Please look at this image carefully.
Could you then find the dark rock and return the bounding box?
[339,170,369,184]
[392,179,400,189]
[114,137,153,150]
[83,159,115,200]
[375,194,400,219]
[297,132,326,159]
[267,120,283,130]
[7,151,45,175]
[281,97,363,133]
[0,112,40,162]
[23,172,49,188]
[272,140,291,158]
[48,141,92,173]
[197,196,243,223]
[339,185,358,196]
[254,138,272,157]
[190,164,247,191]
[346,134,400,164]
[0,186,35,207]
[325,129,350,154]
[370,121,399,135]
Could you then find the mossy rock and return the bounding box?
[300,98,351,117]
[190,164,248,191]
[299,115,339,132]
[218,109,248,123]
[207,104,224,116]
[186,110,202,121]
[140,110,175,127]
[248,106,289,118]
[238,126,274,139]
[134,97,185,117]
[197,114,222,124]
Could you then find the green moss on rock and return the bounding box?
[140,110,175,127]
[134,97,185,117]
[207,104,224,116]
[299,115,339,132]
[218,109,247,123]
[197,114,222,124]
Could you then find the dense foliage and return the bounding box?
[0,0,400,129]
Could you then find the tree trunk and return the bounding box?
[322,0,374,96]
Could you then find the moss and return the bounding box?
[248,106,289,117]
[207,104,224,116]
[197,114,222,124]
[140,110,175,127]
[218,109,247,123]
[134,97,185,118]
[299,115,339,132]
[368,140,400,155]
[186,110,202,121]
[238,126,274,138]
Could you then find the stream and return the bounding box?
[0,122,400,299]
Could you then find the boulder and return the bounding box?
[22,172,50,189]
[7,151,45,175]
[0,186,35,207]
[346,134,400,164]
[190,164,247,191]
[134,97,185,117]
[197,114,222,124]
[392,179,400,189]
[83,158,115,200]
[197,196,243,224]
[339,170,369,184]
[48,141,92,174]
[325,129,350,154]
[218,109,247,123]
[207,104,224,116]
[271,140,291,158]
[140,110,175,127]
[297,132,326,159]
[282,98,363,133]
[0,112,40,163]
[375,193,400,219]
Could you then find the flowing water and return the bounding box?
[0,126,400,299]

= = = = = = =

### Instructions for the task
Please reproduce all of the entries above word for word, changing nothing.

### Final result
Please look at this image carefully.
Could you then find the dark rock and return the bounding box?
[339,170,369,184]
[392,179,400,189]
[114,137,153,150]
[83,159,115,200]
[375,194,400,219]
[297,132,326,159]
[267,120,283,130]
[7,151,45,175]
[281,97,363,133]
[0,112,40,162]
[23,172,49,188]
[272,140,291,158]
[48,141,92,173]
[197,196,243,223]
[339,185,358,196]
[254,138,272,157]
[190,164,247,191]
[346,134,400,164]
[0,186,35,207]
[325,129,350,154]
[370,121,399,135]
Could you then find the mossy rock and return the bounding box?
[300,98,351,117]
[190,164,248,191]
[299,115,339,132]
[218,109,248,123]
[207,104,224,116]
[186,110,202,121]
[140,110,175,127]
[248,106,289,118]
[238,126,274,139]
[134,97,185,117]
[197,114,222,124]
Could you then find the green moss on rock and return the bounding box?
[140,110,175,127]
[134,97,185,117]
[207,104,224,116]
[299,115,339,132]
[218,109,247,123]
[197,114,222,124]
Could you then find the dense foliage and return the bounding box?
[0,0,400,129]
Could you then find the tree trunk and return the bounding box?
[322,0,374,96]
Could you then find the moss and return the bounding box?
[248,106,289,117]
[207,104,224,116]
[197,114,222,124]
[140,110,175,127]
[218,109,247,123]
[134,97,185,118]
[299,115,339,132]
[368,140,400,155]
[186,110,202,121]
[238,126,274,138]
Could you then find the stream and return the bounding box?
[0,122,400,299]
Could you then find the boulder and return the bounding box?
[22,172,50,189]
[7,151,45,175]
[0,186,35,207]
[346,134,400,164]
[190,164,247,191]
[134,97,185,117]
[197,114,222,124]
[392,179,400,189]
[83,158,115,200]
[197,196,243,224]
[339,170,369,184]
[48,141,92,174]
[325,129,350,154]
[218,109,247,123]
[207,104,224,116]
[271,140,291,158]
[140,110,175,127]
[297,132,326,159]
[282,98,363,133]
[0,112,40,163]
[375,193,400,219]
Could you then find the flowing water and return the bounding box?
[0,126,400,299]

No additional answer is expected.